Fragmento de página
- - - -

Hace unos días que alguien, con evidente intención de molestarme, me preguntó cómo le había ido al
Patético de Madrid. No sabía el individuo en cuestión que no sólo no molestaba, sino que acertó de lleno con la palabra.
Vayamos por partes. A mí no me gusta el fútbol. A muchos atléticos no nos gusta el fútbol. Si nos gustase nos haríamos del Barcelona (o del equipo que en ese momento
hace fútbol, porque una cosa es jugar un partido y otra muy distinta que haya fútbol). Las razones por las que
soy del Atlético de Madrid
son de índole poética y filosófica.
No, no desvarío. Volvamos al principio.
Pathos es una palabra griega que significa pasión, sentimiento. Y enfermedad. De ella derivan patético (y también patología). Pero con este despectivo epíteto se pretende insultar sin conseguirlo, porque precisamente el que padece es el que tiene pasión, y sólo goza el que se arriesga, el que camina sin andaderas, el que se asoma al abismo sin red ni arnés. El dolor de la parturienta, dijo Nietzsche, es necesario para que exista el gozo de la vida.
Los aficionados atléticos tenemos mucho de eso. Nos gusta apasionarnos, pero esa palabra en castellano indica tanto lo que hace sufrir como lo que hace disfrutar. Ése es el riesgo, la apuesta.
Los que se ríen de nosotros suelen ser los vecinos ricos, el pijerío de la Castellana y los opositores a gente de orden, renegados, aspirantes al calor del pesebre. No lo entienden, peor para ellos. Un madridista (o culé), colecciona títulos, cuenta las veces que ganó la liga, la copa y el trofeo del mus del bar de la esquina. Pero un atlético anhela gestas: quiere más la épica que la estética. Le gusta ganar, desde luego, pero eso no es lo que más importa. Su sustancia, su ser, es otro. Un atlético conoce jornadas y más jornadas de ridículo, vergüenza y desesperación. Pero también de esperanza, porque con este equipo nunca se sabe: es un triple en la quiniela y un trabajo extra para el corazón. Un peligro. Cuando juega, se dobla el turno de cardiólogos de guardia en los hospitales.

- - - -

[Registros de origen]
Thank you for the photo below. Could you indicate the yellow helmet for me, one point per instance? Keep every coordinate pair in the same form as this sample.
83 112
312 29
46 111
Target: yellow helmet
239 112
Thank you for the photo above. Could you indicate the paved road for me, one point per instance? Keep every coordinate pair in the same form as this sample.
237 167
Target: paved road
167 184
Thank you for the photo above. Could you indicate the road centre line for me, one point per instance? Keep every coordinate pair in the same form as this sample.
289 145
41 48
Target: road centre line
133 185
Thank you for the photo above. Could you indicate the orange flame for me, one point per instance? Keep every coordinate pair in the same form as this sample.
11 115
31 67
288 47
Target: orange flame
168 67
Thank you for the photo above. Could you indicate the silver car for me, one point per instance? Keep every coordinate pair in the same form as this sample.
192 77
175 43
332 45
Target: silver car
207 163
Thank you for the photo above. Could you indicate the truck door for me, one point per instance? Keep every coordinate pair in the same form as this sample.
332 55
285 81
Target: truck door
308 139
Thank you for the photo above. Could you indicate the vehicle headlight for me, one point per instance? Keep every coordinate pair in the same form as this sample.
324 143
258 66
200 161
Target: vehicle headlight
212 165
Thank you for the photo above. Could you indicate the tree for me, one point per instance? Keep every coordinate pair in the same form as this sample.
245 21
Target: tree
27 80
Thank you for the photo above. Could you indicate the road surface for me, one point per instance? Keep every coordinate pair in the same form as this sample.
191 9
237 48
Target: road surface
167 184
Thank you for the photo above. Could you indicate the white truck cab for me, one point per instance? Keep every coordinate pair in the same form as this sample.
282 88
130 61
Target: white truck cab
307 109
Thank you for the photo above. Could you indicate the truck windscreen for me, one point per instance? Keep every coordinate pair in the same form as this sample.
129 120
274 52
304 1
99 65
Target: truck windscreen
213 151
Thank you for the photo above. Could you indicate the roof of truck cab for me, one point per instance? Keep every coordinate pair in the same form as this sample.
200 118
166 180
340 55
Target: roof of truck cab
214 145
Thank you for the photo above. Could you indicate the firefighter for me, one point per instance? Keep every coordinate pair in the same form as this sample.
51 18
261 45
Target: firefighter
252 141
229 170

- - - -

Consigna 1
Transcribe sin cambios la parte del texto sobre el Atlético de Madrid que arranca con las palabras que contienen "Hace unos días" y termina en "Volvamos al principio.".
Consigna 2
Responde estas preguntas a partir del texto sobre el Atlético de Madrid:
(a) ¿De qué índole son las razones por las que quien escribe es del Atlético de Madrid?
(b) ¿Qué significa la palabra griega pathos?
(c) ¿Qué se dobla en los hospitales cuando juega el Atlético?

Resultado 1
Hace unos días que alguien, con evidente intención de molestarme, me preguntó cómo le había ido al
Patético de Madrid. No sabía el individuo en cuestión que no sólo no molestaba, sino que acertó de lleno con la palabra.
Vayamos por partes. A mí no me gusta el fútbol. A muchos atléticos no nos gusta el fútbol. Si nos gustase nos haríamos del Barcelona (o del equipo que en ese momento
hace fútbol, porque una cosa es jugar un partido y otra muy distinta que haya fútbol). Las razones por las que
soy del Atlético de Madrid
son de índole poética y filosófica.
No, no desvarío. Volvamos al principio.

Resultado 2
(a) Son de índole poética y filosófica.
(b) Significa pasión, sentimiento y también enfermedad.
(c) Se dobla el turno de cardiólogos de guardia.